__Records shown__
*-*-*
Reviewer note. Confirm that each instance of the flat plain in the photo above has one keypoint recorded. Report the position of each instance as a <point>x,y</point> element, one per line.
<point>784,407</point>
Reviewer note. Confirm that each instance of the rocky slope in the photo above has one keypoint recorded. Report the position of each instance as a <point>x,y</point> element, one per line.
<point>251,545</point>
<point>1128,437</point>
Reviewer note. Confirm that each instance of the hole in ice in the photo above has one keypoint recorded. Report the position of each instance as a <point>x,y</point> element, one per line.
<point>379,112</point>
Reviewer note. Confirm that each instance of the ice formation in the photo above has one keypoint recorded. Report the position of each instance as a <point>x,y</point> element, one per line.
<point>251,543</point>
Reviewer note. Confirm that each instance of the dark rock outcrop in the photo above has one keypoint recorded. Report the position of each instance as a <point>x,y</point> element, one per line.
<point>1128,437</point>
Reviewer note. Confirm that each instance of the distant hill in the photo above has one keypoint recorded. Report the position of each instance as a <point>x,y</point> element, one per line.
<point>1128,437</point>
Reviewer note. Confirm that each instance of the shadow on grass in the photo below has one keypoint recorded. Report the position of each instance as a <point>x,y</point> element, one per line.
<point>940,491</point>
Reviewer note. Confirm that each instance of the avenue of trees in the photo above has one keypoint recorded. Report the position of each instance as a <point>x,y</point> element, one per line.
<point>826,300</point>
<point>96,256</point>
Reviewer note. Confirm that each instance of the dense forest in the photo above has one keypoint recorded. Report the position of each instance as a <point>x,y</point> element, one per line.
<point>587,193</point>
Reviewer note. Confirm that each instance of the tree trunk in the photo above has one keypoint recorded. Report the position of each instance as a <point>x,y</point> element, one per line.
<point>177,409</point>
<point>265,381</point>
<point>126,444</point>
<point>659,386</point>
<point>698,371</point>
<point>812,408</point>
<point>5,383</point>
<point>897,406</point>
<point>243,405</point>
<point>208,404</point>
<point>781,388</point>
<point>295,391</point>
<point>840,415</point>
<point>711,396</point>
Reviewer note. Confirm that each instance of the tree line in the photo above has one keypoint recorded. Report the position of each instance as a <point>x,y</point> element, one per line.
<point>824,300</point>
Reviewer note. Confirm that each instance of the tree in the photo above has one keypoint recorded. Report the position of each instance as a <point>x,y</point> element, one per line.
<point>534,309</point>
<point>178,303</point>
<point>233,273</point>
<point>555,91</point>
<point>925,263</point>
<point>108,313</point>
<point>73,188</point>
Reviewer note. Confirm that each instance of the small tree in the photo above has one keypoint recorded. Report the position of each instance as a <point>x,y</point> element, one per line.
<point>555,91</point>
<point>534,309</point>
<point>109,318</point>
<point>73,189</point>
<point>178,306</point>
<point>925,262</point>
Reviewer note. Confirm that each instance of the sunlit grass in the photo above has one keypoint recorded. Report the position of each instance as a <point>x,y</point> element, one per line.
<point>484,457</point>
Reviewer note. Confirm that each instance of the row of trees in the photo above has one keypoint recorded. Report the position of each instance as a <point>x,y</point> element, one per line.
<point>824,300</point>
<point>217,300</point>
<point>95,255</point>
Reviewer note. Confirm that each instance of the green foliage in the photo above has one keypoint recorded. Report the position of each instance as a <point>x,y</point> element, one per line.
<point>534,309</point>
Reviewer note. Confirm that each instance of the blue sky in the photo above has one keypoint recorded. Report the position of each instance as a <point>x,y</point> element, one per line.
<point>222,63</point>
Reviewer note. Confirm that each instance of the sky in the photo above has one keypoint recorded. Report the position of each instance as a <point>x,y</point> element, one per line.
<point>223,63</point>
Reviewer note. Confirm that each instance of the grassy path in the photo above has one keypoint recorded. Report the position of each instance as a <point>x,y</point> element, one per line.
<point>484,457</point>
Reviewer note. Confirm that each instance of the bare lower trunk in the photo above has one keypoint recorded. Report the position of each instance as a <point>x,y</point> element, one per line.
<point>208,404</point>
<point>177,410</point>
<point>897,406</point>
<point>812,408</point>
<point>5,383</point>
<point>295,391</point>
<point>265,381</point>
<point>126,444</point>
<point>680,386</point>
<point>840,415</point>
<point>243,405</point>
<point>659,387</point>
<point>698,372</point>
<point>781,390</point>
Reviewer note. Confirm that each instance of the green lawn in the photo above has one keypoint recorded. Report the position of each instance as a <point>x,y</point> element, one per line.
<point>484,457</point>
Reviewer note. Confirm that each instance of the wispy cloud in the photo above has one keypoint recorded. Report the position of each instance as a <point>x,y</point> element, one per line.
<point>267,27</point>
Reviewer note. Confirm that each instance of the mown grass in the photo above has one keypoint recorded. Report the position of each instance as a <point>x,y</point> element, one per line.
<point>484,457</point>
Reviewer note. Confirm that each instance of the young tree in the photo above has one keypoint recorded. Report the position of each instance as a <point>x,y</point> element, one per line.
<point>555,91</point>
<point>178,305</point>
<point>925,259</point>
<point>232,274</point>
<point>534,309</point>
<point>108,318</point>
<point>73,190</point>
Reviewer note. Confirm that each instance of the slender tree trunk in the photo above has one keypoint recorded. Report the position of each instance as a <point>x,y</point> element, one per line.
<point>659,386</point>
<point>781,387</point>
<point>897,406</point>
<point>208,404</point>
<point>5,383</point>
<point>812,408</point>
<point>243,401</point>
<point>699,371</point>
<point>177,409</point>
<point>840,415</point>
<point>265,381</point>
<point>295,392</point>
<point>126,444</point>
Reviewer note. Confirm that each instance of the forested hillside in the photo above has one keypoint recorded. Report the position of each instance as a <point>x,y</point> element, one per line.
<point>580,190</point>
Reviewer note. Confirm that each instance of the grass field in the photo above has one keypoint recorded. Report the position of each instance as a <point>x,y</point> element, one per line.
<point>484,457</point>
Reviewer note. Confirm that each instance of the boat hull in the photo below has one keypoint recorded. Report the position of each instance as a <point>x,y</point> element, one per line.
*-*-*
__What is required__
All of the data shown above should be printed exactly as given.

__Exercise result__
Reviewer note. Confirm that each instance of the flat plain in the photo above has one keypoint recorded. Report the position of each instance as a <point>x,y</point> element, one per line.
<point>784,407</point>
Reviewer note. Confirm that each instance of the rocky slope in the photo above has one keypoint recorded. Report the position of each instance as a <point>x,y</point> element, one per line.
<point>251,545</point>
<point>1128,437</point>
Reviewer note. Confirm that each instance of the hole in ice in the photo above has one keypoint recorded. Report the position of each instance as a <point>x,y</point> element, one per line.
<point>379,112</point>
Reviewer note. Confirm that each instance of the ice formation in the photo above has one keypoint recorded. Report the position of each instance as a <point>x,y</point> element, one per line.
<point>251,543</point>
Reviewer note. Confirm that each instance of the dark rock outcrop in the photo above has one keypoint recorded. Report the position of each instance as a <point>x,y</point> element, one per line.
<point>1128,437</point>
Reviewer note. Confirm that each instance of the distant hill in the photo above has one keypoint recorded. Report the position of each instance as a <point>x,y</point> element, one per line.
<point>1128,437</point>
Reviewer note. Confirm that each instance of the shadow on grass in the photo below has one keypoint recorded. Report the position of each instance as a <point>x,y</point> element, one per line.
<point>940,491</point>
Reviewer note. Confirm that each instance of the avenue of trees in the photo above has one keypoint recorded. Report the position of each instance as a <point>x,y</point> element, one per line.
<point>826,300</point>
<point>96,256</point>
Reviewer note. Confirm that each instance of the dense forest in the photo above has one keypoint recorded. Report the position of each instance as a <point>x,y</point> element, one per line.
<point>587,193</point>
Reviewer note. Confirm that each instance of the tree trunk in the photo above has one keypoint recorded. Report the position of each instance as a <point>x,y</point> element, one per line.
<point>177,409</point>
<point>265,381</point>
<point>126,444</point>
<point>659,386</point>
<point>698,371</point>
<point>812,408</point>
<point>5,383</point>
<point>897,406</point>
<point>243,405</point>
<point>208,404</point>
<point>781,388</point>
<point>295,391</point>
<point>840,415</point>
<point>711,396</point>
Reviewer note. Confirm that each instance of the tree line in the photo above has one keypoint recorded. Report the position of each instance as a <point>x,y</point> element, one per line.
<point>824,300</point>
Reviewer note. Confirm that each instance of the tree in the photo above has one keypoint recorded. Report the position of each instance as a <point>x,y</point> element, one per line.
<point>534,309</point>
<point>178,303</point>
<point>233,273</point>
<point>555,91</point>
<point>925,263</point>
<point>108,313</point>
<point>73,188</point>
Reviewer note. Confirm that each instance of the small tree in the photo above has one keypoint recorded. Report the position of each instance as a <point>x,y</point> element, one per line.
<point>555,91</point>
<point>534,309</point>
<point>109,318</point>
<point>73,189</point>
<point>178,306</point>
<point>925,262</point>
Reviewer note. Confirm that each instance of the sunlit grass in the photo above has one keypoint recorded. Report the position of each instance as a <point>x,y</point> element, one per line.
<point>484,457</point>
Reviewer note. Confirm that each instance of the row of trees in the photo above has one keypoint recorded. Report the position of each instance as a <point>x,y</point> element, one per line.
<point>824,300</point>
<point>217,300</point>
<point>95,255</point>
Reviewer note. Confirm that each instance of the green foliage in the photo above has one keypoint recorded. Report the position of each instance as a <point>x,y</point> element, one per line.
<point>534,309</point>
Reviewer note. Confirm that each instance of the blue sky in the photo above has one keypoint recorded. Report the position of each instance as a <point>x,y</point> element, one per line.
<point>222,63</point>
Reviewer note. Confirm that each instance of the sky in the photo above has one keypoint recorded. Report the position of each instance as a <point>x,y</point> element, one per line.
<point>223,63</point>
Reviewer note. Confirm that each instance of the grassy path in the photo above has one keypoint recorded. Report the position of each instance as a <point>x,y</point> element, one per line.
<point>484,457</point>
Reviewer note. Confirm that each instance of the bare lower trunk in the photo above has one keypoint recorded. Report the position of each instance as a <point>x,y</point> element, one per line.
<point>208,404</point>
<point>177,410</point>
<point>897,406</point>
<point>812,408</point>
<point>5,383</point>
<point>295,391</point>
<point>265,381</point>
<point>126,444</point>
<point>680,386</point>
<point>840,415</point>
<point>243,405</point>
<point>659,387</point>
<point>698,372</point>
<point>781,390</point>
Reviewer note. Confirm that each instance of the green lawn in the photo above has one keypoint recorded. Report the position of each instance as a <point>x,y</point> element, one per line.
<point>484,457</point>
Reviewer note. Confirm that each instance of the wispy cloud in the photo above has one keypoint recorded. Report the position of each instance as a <point>x,y</point> element, one per line.
<point>267,27</point>
Reviewer note. Confirm that each instance of the mown grass in the photo above has one keypoint recorded. Report the position of each instance as a <point>x,y</point> element, one per line.
<point>484,457</point>
Reviewer note. Confirm that each instance of the young tree in the photo above has one keypoint recorded. Report the position of each instance as a <point>x,y</point> element, one per line.
<point>555,91</point>
<point>178,305</point>
<point>925,259</point>
<point>232,274</point>
<point>534,309</point>
<point>108,318</point>
<point>73,190</point>
Reviewer note. Confirm that each instance of the slender tree trunk in the photo above has one keypoint recorded. Report the position of each instance as a <point>x,y</point> element, one per line.
<point>659,386</point>
<point>781,387</point>
<point>897,406</point>
<point>208,404</point>
<point>5,383</point>
<point>812,408</point>
<point>243,401</point>
<point>699,371</point>
<point>177,409</point>
<point>840,415</point>
<point>265,381</point>
<point>295,392</point>
<point>126,444</point>
Reviewer note. Confirm that each instance of the forested hillside in the photo above has one keypoint recorded. Report the position of each instance as a <point>x,y</point> element, one per line.
<point>580,190</point>
Reviewer note. Confirm that each instance of the grass field in the photo above has one keypoint recorded. Report the position of each instance as a <point>x,y</point> element, one per line.
<point>484,457</point>
Reviewer note. Confirm that each instance of the boat hull in the photo below has one keypoint recorded. Report the position of each instance as a <point>x,y</point> element, one per line.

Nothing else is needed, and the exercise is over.